■ **Text segment**
Understanding DeleteRange

81 views
Skip to first unread message

Christopher Zell

unread,
Apr 19, 2023, 2:36:12 AM4/19/23
to rocksdb
Hey folks,

sorry if this is already answered somewhere, I haven't found a good fitting answer yet.

I was searching for a way to delete several keys with a specific prefix. Right now we seek to the prefix and iterate over them to delete each key one by one, which is a performance issue.

I was reading about DeleteRange https://rocksdb.org/blog/2018/11/21/delete-range.html where exactly these use cases are described in the first section, e.g.

> MyRocks is a MySQL fork using RocksDB as its storage engine. Each key’s first four bytes identify the table or index to which that key belongs. Thus dropping a table or index involves deleting all the keys with that prefix.

Based on that I thought this API would be a good fit, but when checking the API https://javadoc.io/static/org.rocksdb/rocksdbjni/6.20.3/org/rocksdb/AbstractWriteBatch.html#deleteRange(byte%5B%5D,%20byte%5B%5D) it seems to expect a start and end key, so really only to delete between a range of keys.

I'm wondering if I only know the prefix, how I can delete with this prefix all keys or is there a different API? Anyone an idea?

Greets
Chris

Adam Retter

unread,
Apr 19, 2023, 5:19:27 AM4/19/23
to Christopher Zell, rocksdb
> Based on that I thought this API would be a good fit, but when checking the API https://javadoc.io/static/org.rocksdb/rocksdbjni/6.20.3/org/rocksdb/AbstractWriteBatch.html#deleteRange(byte%5B%5D,%20byte%5B%5D) it seems to expect a start and end key, so really only to delete between a range of keys.

Records of labeled points

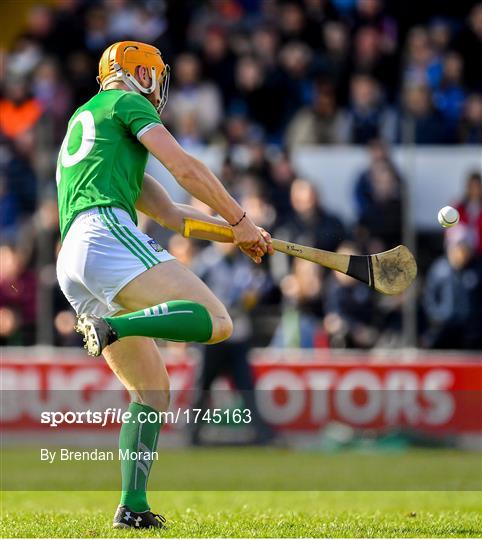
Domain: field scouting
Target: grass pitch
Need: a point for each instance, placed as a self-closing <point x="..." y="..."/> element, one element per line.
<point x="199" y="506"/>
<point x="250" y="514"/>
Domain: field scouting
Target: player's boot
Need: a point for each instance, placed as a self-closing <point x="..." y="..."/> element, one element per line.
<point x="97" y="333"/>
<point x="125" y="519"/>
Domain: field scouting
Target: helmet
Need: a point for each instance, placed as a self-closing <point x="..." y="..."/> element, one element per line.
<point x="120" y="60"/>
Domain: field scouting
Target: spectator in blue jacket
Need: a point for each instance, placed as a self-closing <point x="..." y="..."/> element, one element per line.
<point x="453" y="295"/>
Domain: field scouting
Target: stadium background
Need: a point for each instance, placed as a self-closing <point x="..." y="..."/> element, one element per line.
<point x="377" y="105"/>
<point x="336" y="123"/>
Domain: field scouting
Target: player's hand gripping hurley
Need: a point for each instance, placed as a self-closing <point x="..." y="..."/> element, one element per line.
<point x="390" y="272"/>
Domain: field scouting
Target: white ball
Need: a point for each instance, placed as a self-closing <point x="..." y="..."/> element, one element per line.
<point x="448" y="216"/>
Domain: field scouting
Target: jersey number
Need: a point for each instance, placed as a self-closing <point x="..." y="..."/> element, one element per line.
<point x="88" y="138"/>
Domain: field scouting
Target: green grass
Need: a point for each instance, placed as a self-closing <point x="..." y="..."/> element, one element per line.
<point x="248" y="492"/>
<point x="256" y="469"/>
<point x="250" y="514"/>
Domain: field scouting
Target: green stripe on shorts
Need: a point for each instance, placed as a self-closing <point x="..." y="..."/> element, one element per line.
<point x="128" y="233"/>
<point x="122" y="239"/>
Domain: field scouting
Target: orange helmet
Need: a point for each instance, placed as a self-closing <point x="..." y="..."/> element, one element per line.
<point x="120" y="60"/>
==
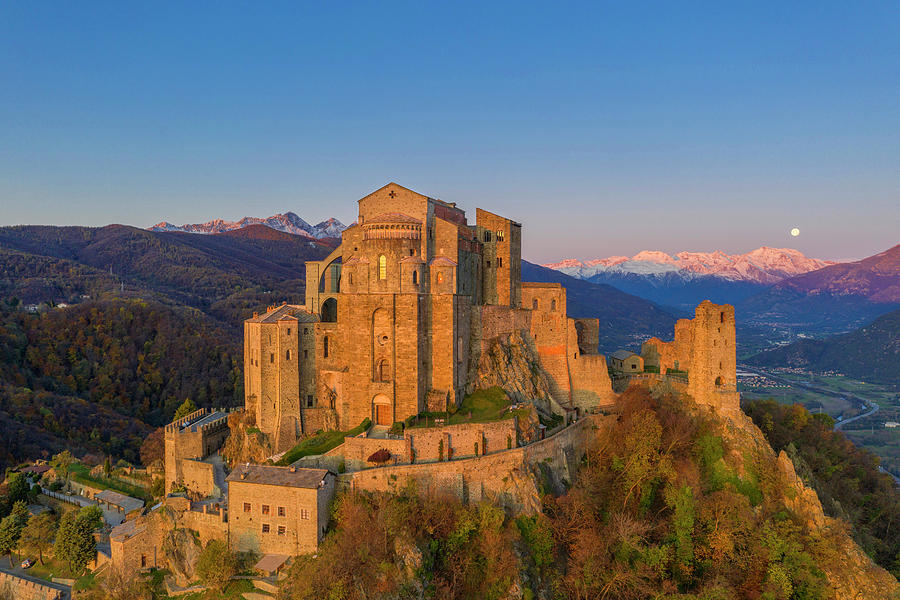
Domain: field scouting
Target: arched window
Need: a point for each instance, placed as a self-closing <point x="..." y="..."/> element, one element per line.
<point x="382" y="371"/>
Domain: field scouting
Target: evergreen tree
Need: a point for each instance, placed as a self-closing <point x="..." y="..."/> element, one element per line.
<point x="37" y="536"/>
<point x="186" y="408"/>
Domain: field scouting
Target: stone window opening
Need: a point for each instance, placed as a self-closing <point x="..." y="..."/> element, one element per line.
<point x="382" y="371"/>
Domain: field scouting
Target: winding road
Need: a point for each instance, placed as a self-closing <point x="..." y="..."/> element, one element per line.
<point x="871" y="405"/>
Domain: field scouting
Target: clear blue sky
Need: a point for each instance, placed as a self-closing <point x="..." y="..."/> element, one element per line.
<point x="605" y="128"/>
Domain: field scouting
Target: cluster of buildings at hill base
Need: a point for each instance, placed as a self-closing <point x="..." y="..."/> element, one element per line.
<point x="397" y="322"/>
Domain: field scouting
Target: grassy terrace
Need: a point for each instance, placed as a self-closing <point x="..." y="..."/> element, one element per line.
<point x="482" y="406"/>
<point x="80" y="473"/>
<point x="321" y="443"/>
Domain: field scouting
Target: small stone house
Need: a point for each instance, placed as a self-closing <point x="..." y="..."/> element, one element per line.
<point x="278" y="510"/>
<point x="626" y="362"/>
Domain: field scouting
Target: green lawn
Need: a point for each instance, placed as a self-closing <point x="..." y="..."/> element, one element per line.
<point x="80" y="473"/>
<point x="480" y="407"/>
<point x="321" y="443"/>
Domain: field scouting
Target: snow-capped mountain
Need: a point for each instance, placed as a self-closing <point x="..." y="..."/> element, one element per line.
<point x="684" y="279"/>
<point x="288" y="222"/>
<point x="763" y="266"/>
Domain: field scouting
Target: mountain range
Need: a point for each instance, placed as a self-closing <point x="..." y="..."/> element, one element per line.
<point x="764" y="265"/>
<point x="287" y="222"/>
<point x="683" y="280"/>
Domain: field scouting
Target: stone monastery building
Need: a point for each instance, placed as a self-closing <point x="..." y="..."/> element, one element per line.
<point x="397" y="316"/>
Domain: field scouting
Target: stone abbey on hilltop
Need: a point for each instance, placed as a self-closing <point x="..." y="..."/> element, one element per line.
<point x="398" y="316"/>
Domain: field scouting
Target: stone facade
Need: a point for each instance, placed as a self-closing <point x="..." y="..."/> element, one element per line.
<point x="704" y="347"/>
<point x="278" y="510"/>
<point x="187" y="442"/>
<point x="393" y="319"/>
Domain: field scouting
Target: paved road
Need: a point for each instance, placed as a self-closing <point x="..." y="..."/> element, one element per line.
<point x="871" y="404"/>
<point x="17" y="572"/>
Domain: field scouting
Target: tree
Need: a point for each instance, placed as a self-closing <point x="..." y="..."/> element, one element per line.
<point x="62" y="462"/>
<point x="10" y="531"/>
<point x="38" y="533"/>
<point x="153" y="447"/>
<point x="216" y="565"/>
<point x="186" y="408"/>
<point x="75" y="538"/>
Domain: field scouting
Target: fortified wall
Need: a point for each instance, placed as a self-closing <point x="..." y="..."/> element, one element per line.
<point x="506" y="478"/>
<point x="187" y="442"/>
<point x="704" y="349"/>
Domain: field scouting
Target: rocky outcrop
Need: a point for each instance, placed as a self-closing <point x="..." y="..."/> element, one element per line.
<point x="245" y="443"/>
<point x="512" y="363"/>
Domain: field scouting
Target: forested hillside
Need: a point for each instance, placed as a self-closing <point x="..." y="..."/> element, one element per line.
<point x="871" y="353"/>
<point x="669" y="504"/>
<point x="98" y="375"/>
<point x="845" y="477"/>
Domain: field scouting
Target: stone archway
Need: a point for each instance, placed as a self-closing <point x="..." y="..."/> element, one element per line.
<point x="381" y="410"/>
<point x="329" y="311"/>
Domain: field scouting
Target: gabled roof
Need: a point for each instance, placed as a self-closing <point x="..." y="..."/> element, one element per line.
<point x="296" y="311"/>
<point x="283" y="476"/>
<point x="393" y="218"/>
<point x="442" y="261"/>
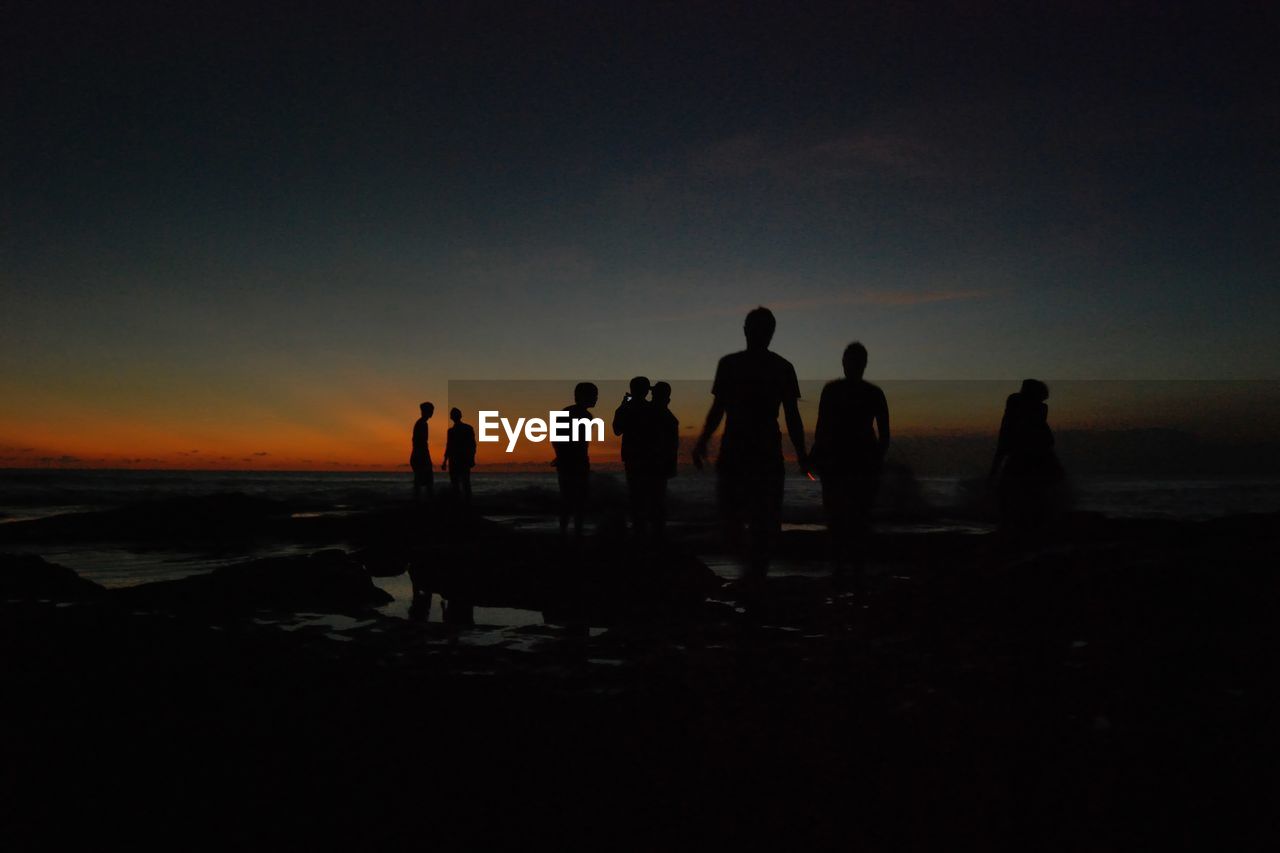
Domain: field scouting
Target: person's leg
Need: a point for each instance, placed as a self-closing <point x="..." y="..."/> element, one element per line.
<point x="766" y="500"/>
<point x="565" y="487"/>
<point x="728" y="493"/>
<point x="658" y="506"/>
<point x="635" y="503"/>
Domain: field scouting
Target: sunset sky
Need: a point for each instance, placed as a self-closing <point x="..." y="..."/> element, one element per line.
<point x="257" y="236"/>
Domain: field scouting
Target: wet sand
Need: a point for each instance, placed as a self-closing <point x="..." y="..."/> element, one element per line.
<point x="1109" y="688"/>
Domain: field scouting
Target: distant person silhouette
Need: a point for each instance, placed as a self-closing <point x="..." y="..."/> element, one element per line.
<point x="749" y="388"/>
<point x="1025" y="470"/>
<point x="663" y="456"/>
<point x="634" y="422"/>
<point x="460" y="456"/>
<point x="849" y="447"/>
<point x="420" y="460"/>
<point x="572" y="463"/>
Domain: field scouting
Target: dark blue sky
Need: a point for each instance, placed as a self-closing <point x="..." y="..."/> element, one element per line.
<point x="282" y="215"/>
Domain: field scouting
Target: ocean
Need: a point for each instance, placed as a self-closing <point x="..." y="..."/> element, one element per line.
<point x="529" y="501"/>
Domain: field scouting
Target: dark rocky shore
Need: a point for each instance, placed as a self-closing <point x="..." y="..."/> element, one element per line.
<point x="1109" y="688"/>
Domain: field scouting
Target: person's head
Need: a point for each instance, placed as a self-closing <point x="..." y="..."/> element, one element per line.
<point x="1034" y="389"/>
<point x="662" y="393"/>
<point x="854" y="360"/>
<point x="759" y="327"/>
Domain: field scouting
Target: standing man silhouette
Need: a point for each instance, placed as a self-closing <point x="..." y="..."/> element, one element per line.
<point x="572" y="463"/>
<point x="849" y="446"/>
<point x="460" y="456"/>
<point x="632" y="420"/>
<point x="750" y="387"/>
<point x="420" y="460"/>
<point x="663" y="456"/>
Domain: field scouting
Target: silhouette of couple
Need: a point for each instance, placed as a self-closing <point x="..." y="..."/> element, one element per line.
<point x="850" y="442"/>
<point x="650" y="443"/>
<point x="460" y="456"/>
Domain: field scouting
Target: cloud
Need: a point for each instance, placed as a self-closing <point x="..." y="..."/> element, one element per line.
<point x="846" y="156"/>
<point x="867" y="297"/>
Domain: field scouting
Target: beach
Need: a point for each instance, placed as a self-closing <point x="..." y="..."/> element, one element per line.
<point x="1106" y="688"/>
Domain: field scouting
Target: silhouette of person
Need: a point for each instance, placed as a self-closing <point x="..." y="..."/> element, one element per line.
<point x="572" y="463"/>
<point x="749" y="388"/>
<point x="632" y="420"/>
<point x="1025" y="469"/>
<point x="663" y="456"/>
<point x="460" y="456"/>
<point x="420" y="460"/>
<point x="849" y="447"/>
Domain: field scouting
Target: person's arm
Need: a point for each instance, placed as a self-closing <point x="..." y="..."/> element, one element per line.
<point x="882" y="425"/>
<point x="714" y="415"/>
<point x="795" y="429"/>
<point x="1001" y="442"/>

■ **Written instruction**
Carry on the RocksDB DeleteRange forum thread from its last line. The records have nothing to do with this.

■ **The response**
>
> I'm wondering if I only know the prefix, how I can delete with this prefix all keys or is there a different API? Anyone an idea?

So depending on the design of your keys, your prefix and the range you
wish to delete you may still be able to achieve this with the
DeleteRange function.
The key is remembering that the end value for DeleteRange is
exclusive, and that when seeking for a key, if you provide a key that
does not exist, RocksDB will seek to the next one (in sorted string
order).

So for example, if you have keys like

1229AA
1230AA
1230AB
1230AC
1230AD
1231AA
1231AB

And you wanted to delete everything with the prefix 1230 you could do
(psuedocode):

prefix = "123"
DeleteRange(prefix + "000", prefix + "100")

Is that helpful?

If you are not sure what the startKey should be - you could seek for it first

--
Adam Retter

skype: adam.retter
tweet: adamretter
http://www.adamretter.org.uk

Christopher Zell

unread,
Apr 19, 2023, 8:12:33 AM4/19/23
to rocksdb
Hey Adam,

thanks again for your quick and useful response!

Just to clarify, so I get it right. Do the keys need to have all the same length?

Lets say I have:

1229AA
1230A
1230ABCD
1230ACDEF
1230AD
1231AA
1231AB

I guess the order would be also different? Probably like this?

1230A
1229AA
1230AD
1231AA
1231AB
1230ABCD
1230ACDEF

Would the deleteRange still work with the prefix? 

So could I do:

(psuedocode):

prefix = "1230"
DeleteRange(prefix, prefix + 1)

So I guess it would either delete nothing, because there is no key with this, or delete all because all in the range?

What I actually want is to delete all which begin with: 1230, that the result is:

1229AA
1231AA
1231AB

Does this make sense?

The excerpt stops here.